_AIM OF THE EXERCISE_
Please rewrite the part of the Detroit interview below that opens with the words containing "IFF: Another misconception" and closes with "misconceptions out there.", changing "northern" to "Midwestern".

_PASSAGE FOR REVIEW_

——————————

The disadvantage is when it comes to policy issues like education and workforce development. It has been a struggle to make sure that we have representation, to make sure that we’re at the table, to make sure that our issues are being addressed. If we bring up an issue like immigration or bilingual education, a lot of time the room would just go silent and people would just continue the conversation as if we hadn’t said anything. That still can happen sometimes, and we have to push a lot to make sure those issues that are important to our community get heard. Sometimes we deal with what I refer to as “token fatigue” – where people do ask you to the table, but if you don’t have enough people there, then you’re trying to be at too many tables at the same time, and you get split in different directions. So now if one of us gets invited to the table, we try to bring at least one other person with us so we’re not the only one. Token fatigue is a real thing.

 

IFF: Another misconception about Detroit might be that immigration isn’t a big issue for you as a northern city. What would you say to that?

Reyes: There are a lot of misconceptions out there.

——————————

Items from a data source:
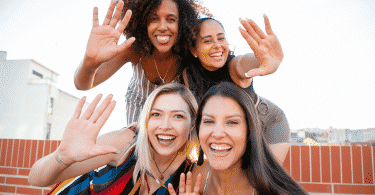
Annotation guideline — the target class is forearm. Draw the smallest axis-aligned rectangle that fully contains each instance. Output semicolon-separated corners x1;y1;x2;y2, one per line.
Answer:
74;58;99;90
29;151;69;186
229;54;259;88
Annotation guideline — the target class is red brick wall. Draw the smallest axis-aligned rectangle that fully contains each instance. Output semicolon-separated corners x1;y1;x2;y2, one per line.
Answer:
0;139;375;194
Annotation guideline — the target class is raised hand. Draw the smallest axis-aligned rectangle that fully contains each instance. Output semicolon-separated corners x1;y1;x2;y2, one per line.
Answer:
168;172;202;195
86;1;135;67
239;15;284;77
56;94;118;165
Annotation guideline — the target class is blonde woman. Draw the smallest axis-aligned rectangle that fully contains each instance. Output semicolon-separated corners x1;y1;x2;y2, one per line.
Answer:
29;84;197;194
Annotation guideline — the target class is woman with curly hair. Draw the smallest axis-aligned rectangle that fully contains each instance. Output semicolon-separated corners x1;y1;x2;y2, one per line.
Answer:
29;83;198;195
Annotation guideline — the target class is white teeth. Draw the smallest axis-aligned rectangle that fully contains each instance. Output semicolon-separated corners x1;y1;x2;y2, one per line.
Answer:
157;135;176;140
210;52;223;57
156;36;171;42
211;144;232;150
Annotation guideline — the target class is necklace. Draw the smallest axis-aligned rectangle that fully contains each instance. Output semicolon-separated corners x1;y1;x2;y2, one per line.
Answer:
154;59;171;84
152;153;177;181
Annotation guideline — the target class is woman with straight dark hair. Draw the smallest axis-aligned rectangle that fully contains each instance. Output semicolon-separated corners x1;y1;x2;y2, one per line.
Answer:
169;82;307;195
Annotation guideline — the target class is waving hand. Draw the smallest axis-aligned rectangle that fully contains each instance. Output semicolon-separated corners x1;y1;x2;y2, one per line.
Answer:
86;1;135;65
239;15;284;77
57;95;118;165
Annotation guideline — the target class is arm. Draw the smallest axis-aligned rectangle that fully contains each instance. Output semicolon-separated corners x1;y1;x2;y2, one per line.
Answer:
229;15;284;87
74;1;135;90
29;95;134;186
269;143;290;166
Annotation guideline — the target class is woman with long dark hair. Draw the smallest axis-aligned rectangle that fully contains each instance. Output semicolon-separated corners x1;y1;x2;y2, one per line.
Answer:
169;83;307;195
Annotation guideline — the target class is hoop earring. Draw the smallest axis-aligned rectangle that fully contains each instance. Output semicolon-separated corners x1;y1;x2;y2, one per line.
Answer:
197;146;204;166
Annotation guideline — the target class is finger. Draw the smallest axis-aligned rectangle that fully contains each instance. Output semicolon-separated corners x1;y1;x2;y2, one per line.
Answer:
109;0;124;28
186;171;193;193
92;7;99;27
89;94;113;123
72;96;86;119
263;14;274;35
240;19;261;43
96;100;116;130
117;9;132;33
118;37;135;53
90;145;119;157
238;27;259;51
103;1;116;25
245;68;270;78
82;94;103;120
178;173;185;194
248;20;267;39
194;173;203;194
168;183;176;195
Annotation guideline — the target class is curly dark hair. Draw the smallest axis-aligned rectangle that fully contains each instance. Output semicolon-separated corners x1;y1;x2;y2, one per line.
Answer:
121;0;198;59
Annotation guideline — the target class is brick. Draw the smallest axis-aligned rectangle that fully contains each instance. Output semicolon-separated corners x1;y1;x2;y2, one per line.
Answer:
0;139;8;166
362;146;374;184
17;139;26;167
311;146;320;182
341;146;352;183
320;146;331;183
23;140;31;168
331;146;341;183
44;140;51;156
16;187;43;195
37;140;44;160
12;139;20;167
5;177;30;186
0;167;17;175
300;183;332;193
283;149;290;174
290;146;301;181
51;140;57;153
333;184;375;194
30;140;38;167
301;146;310;182
352;146;363;184
0;185;16;193
18;169;30;176
5;139;14;167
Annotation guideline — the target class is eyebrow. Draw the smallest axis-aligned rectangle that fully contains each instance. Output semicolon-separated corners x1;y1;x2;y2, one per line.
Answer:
201;33;224;39
202;113;242;119
151;108;187;115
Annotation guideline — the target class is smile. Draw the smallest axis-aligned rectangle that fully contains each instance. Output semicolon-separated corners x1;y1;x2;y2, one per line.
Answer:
210;143;232;154
156;134;176;144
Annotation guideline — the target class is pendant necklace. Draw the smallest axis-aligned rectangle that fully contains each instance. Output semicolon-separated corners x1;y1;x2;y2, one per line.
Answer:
152;154;177;181
154;59;171;84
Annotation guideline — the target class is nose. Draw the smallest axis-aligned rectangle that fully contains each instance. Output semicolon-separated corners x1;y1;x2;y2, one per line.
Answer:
159;117;171;129
211;124;225;138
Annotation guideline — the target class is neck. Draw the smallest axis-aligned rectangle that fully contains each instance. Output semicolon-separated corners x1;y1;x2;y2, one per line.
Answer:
211;161;253;194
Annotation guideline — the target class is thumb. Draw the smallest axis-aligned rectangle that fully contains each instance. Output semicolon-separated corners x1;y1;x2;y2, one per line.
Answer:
92;146;120;156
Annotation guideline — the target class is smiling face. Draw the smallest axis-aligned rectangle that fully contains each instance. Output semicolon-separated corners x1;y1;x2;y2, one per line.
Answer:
147;0;179;53
192;19;229;71
147;94;192;156
199;96;247;170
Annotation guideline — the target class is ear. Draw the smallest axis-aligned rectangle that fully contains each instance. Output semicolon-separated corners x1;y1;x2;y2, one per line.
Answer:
190;48;198;57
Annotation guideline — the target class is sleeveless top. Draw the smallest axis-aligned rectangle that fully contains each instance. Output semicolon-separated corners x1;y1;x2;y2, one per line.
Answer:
125;59;180;125
49;150;195;195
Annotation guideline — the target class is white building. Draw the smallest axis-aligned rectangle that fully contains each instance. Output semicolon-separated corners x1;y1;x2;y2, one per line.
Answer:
0;51;88;140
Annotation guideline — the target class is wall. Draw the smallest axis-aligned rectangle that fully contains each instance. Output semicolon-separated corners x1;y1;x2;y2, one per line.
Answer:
0;139;375;194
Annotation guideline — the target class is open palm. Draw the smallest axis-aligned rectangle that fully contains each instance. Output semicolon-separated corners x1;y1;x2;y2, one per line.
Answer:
86;1;135;65
57;95;117;164
240;15;284;77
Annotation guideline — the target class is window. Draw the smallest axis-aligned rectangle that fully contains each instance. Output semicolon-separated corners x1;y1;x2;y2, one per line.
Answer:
33;70;43;79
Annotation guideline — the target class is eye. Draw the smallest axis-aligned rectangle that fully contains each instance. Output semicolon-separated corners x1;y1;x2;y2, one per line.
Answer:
227;121;239;125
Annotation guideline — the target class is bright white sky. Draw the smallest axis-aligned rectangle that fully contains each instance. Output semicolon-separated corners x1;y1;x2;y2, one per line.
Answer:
0;0;375;133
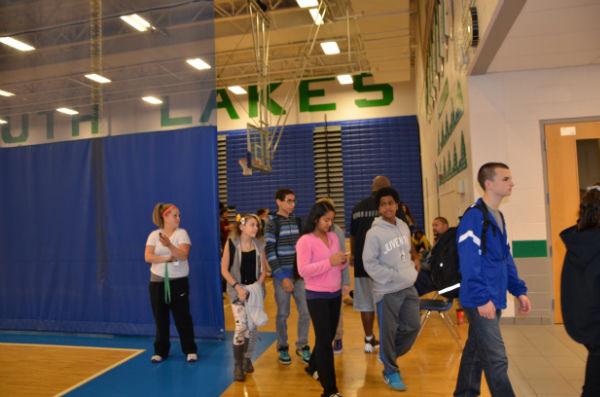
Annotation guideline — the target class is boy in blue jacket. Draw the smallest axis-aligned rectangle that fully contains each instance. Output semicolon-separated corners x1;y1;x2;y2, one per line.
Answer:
454;163;531;397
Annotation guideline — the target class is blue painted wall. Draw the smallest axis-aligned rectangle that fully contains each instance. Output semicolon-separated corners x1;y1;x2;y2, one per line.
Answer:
222;116;423;227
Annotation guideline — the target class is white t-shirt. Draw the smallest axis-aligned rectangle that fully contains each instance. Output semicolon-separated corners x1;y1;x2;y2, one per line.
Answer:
146;228;192;279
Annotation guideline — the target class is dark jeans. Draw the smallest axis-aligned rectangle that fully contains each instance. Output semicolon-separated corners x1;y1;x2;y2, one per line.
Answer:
306;296;342;396
454;308;515;397
415;269;435;296
149;277;197;358
581;346;600;397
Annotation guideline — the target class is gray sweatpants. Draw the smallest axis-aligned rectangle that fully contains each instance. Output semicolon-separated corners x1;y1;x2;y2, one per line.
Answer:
377;287;421;375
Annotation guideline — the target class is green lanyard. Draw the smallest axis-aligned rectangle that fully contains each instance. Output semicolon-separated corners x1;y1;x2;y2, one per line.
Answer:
164;262;171;304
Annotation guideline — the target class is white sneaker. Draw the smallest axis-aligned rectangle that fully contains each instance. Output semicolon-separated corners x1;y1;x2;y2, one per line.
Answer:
187;353;198;363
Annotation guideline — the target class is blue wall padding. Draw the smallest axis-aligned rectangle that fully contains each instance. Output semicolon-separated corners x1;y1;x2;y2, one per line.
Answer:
224;116;423;230
0;127;224;337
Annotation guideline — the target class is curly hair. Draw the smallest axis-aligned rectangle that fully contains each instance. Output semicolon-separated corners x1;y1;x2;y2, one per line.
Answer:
577;182;600;231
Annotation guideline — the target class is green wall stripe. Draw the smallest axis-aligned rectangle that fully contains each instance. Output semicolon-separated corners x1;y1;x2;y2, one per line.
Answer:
513;240;548;258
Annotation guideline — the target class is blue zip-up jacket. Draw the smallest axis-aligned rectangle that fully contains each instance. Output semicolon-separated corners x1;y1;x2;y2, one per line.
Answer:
456;199;527;309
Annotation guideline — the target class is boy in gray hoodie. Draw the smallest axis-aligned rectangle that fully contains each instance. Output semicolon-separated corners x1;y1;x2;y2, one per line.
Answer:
363;187;420;390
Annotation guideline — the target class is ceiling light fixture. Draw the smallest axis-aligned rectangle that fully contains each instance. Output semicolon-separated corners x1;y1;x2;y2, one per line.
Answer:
308;8;323;25
56;108;79;116
321;41;340;55
186;58;210;70
296;0;319;8
336;74;353;85
0;37;35;51
227;85;248;95
121;14;154;32
142;96;162;105
85;73;110;84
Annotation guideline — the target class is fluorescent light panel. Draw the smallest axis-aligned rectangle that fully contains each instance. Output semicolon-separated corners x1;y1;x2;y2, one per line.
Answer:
336;74;353;85
186;58;210;70
142;96;162;105
308;8;323;25
0;37;35;51
121;14;152;32
85;73;110;84
438;283;460;295
56;108;79;116
321;41;340;55
227;85;248;95
296;0;319;8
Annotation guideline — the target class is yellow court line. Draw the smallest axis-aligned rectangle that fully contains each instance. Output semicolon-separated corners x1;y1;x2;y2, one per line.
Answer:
0;342;146;354
55;346;146;397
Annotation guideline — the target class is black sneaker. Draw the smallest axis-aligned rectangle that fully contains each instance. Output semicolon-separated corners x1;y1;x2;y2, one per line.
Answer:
279;349;292;365
296;346;310;365
365;336;379;353
304;367;319;380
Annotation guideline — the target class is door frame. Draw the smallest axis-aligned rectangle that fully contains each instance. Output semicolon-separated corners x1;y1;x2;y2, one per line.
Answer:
539;115;600;324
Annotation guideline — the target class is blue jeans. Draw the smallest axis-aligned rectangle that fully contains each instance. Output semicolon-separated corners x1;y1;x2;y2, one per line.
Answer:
273;279;310;350
454;308;515;397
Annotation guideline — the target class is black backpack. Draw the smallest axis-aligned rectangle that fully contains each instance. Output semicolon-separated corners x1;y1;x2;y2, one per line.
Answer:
429;204;506;299
429;227;460;298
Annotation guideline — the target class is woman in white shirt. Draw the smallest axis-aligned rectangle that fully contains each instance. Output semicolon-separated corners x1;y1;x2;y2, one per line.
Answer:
144;203;198;363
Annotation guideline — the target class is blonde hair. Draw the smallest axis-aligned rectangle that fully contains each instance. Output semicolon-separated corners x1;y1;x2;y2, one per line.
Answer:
229;214;260;238
152;203;175;229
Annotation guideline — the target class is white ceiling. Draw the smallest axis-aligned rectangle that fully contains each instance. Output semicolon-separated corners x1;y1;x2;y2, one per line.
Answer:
487;0;600;73
0;0;414;116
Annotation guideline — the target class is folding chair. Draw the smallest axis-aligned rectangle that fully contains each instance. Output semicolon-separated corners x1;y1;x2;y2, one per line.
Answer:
419;282;461;346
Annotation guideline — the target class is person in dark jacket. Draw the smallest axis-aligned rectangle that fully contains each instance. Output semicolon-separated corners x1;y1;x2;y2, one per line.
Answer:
560;182;600;397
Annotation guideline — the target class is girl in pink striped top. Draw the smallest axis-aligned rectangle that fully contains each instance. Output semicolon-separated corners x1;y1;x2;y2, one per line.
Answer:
296;202;348;397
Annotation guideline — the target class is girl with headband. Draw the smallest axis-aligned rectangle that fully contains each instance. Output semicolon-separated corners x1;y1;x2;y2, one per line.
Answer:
144;203;198;363
221;214;267;382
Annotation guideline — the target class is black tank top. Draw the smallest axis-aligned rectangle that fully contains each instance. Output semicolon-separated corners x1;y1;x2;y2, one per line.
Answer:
240;250;256;285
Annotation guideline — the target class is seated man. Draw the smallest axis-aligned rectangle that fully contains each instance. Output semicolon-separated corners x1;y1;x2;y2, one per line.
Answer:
415;216;450;296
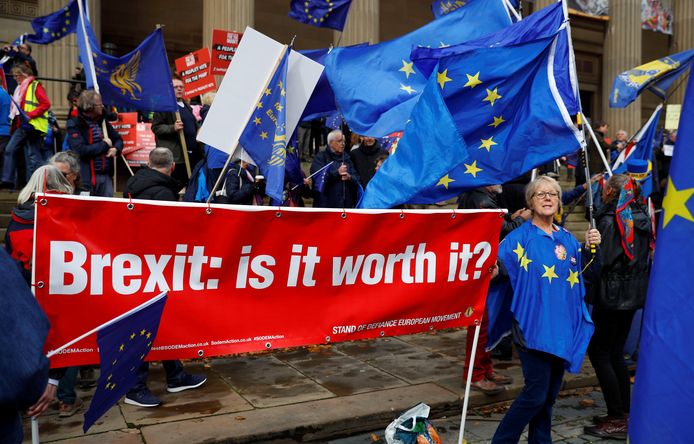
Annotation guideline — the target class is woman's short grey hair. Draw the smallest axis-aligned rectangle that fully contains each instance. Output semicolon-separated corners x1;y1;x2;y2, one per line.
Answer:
48;151;80;174
17;165;73;205
77;89;101;113
328;130;342;145
525;176;561;208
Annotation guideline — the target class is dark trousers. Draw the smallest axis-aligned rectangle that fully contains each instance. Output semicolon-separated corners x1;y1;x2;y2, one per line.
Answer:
492;347;565;444
588;308;635;418
128;360;184;395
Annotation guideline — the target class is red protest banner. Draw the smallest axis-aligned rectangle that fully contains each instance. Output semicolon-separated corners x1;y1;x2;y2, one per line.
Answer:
34;195;502;367
176;48;217;99
113;113;157;166
212;29;243;75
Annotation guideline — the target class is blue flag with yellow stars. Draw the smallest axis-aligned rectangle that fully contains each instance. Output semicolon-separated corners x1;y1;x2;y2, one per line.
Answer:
610;49;694;108
289;0;352;31
77;17;178;112
629;78;694;444
358;66;468;208
239;48;291;201
26;0;79;45
399;4;583;203
325;0;511;137
83;293;167;433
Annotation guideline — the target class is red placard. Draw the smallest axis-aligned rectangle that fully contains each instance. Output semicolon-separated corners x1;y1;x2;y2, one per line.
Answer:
212;29;243;75
176;48;217;99
113;113;157;166
34;195;502;367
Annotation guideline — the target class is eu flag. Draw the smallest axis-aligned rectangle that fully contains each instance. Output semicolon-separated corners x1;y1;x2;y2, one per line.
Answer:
612;104;663;197
325;0;511;137
358;67;468;208
77;17;178;112
384;4;583;203
26;0;79;45
610;49;694;108
83;293;167;433
239;48;291;201
629;80;694;444
289;0;352;31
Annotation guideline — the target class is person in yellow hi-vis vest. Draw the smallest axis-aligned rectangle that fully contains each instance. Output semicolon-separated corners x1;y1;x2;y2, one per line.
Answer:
0;63;51;188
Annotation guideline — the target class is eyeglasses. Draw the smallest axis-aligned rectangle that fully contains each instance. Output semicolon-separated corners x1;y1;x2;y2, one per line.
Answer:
534;191;559;200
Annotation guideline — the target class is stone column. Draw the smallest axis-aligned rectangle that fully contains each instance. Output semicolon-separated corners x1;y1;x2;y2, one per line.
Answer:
202;0;255;48
602;0;643;134
32;0;101;121
668;0;694;103
333;0;379;46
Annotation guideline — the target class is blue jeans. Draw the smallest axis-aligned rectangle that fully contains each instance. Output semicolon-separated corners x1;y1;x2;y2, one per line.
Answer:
492;349;565;444
128;360;185;395
2;127;43;182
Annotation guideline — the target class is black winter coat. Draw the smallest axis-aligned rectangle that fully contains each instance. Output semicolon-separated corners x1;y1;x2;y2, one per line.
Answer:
123;167;182;202
587;202;651;310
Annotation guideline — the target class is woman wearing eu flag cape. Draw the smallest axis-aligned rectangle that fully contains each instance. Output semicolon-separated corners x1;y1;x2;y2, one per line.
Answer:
490;176;600;443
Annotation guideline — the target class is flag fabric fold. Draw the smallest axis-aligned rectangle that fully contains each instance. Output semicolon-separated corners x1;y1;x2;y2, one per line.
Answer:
26;0;79;45
629;80;694;444
610;49;694;108
367;5;584;203
325;0;511;137
289;0;352;31
77;12;178;112
83;293;167;433
359;65;468;208
239;48;291;201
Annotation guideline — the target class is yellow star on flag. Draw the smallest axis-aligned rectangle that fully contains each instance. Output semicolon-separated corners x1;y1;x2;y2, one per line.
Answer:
436;69;453;89
513;242;525;261
663;177;694;228
463;71;482;88
482;88;501;106
400;83;417;94
542;264;559;284
521;253;533;271
398;60;416;79
479;136;498;152
566;270;578;288
436;174;455;189
487;116;505;128
463;160;482;178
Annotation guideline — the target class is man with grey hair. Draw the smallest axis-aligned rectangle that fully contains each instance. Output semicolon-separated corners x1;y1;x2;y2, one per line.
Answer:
123;147;181;202
311;130;360;208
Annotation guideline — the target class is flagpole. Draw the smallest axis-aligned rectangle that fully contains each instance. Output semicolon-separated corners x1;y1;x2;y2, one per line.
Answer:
458;322;484;444
207;45;288;205
46;291;167;359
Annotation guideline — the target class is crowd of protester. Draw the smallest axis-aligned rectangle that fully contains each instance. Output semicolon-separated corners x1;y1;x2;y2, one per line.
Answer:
0;54;676;442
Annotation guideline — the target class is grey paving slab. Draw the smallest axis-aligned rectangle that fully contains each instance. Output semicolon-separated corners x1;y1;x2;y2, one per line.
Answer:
22;401;128;443
121;363;253;426
212;355;335;408
289;346;407;396
141;384;458;444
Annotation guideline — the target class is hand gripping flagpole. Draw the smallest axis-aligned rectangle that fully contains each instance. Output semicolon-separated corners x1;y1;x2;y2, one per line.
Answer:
207;44;294;205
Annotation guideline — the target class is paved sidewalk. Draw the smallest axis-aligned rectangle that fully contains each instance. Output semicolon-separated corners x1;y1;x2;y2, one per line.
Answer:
25;329;597;444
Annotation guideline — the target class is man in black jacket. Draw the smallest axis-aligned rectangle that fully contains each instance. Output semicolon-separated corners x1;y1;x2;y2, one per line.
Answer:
123;148;207;407
123;148;181;202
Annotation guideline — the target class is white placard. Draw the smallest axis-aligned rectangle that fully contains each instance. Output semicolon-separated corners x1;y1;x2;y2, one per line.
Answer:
197;27;323;154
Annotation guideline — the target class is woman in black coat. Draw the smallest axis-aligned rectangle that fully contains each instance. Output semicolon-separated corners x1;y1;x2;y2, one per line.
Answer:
585;174;652;439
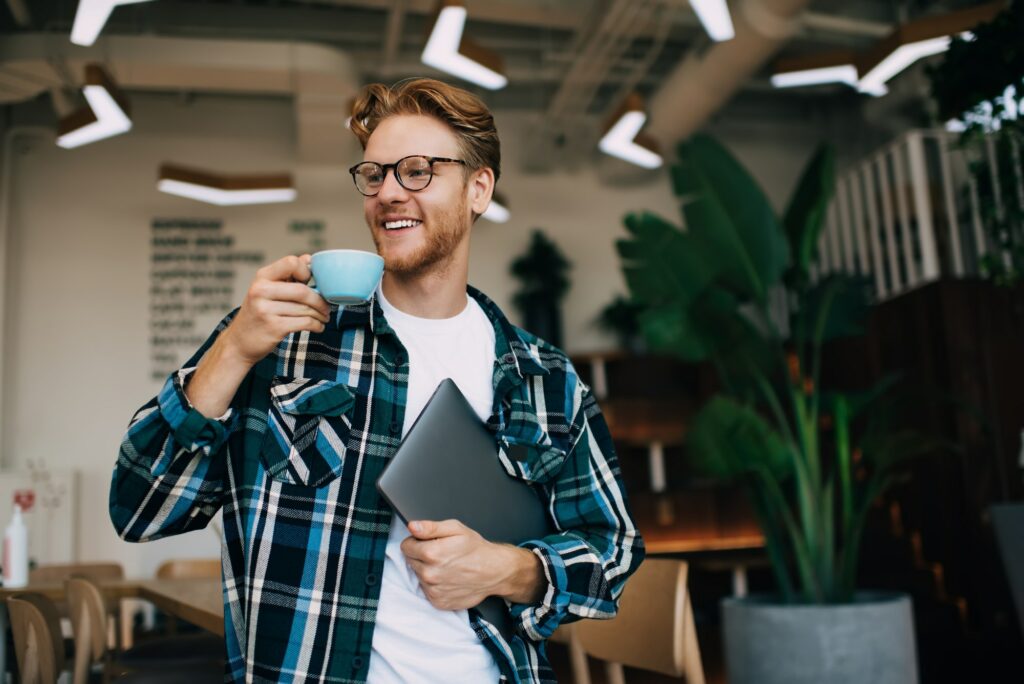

——————————

_SOLUTION FOR THIS PROBLEM_
IFF: Another misconception about Detroit might be that immigration isn’t a big issue for you as a Midwestern city. What would you say to that?

Reyes: There are a lot of misconceptions out there.